*EXERCISE BRIEF*: Each entry below needs to be retyped exactly as given.

*RECORDS SUPPLIED*:
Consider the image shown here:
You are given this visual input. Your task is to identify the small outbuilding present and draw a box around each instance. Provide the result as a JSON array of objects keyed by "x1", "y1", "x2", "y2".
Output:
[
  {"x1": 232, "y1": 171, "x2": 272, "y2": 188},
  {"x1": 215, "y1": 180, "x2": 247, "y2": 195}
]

*EXERCISE ANSWER*:
Consider the image shown here:
You are given this visual input. Your task is to identify the small outbuilding present and draw a box around each instance. Provide the result as a JSON array of objects keyed by "x1", "y1", "x2", "y2".
Output:
[
  {"x1": 232, "y1": 171, "x2": 272, "y2": 188},
  {"x1": 215, "y1": 180, "x2": 247, "y2": 195}
]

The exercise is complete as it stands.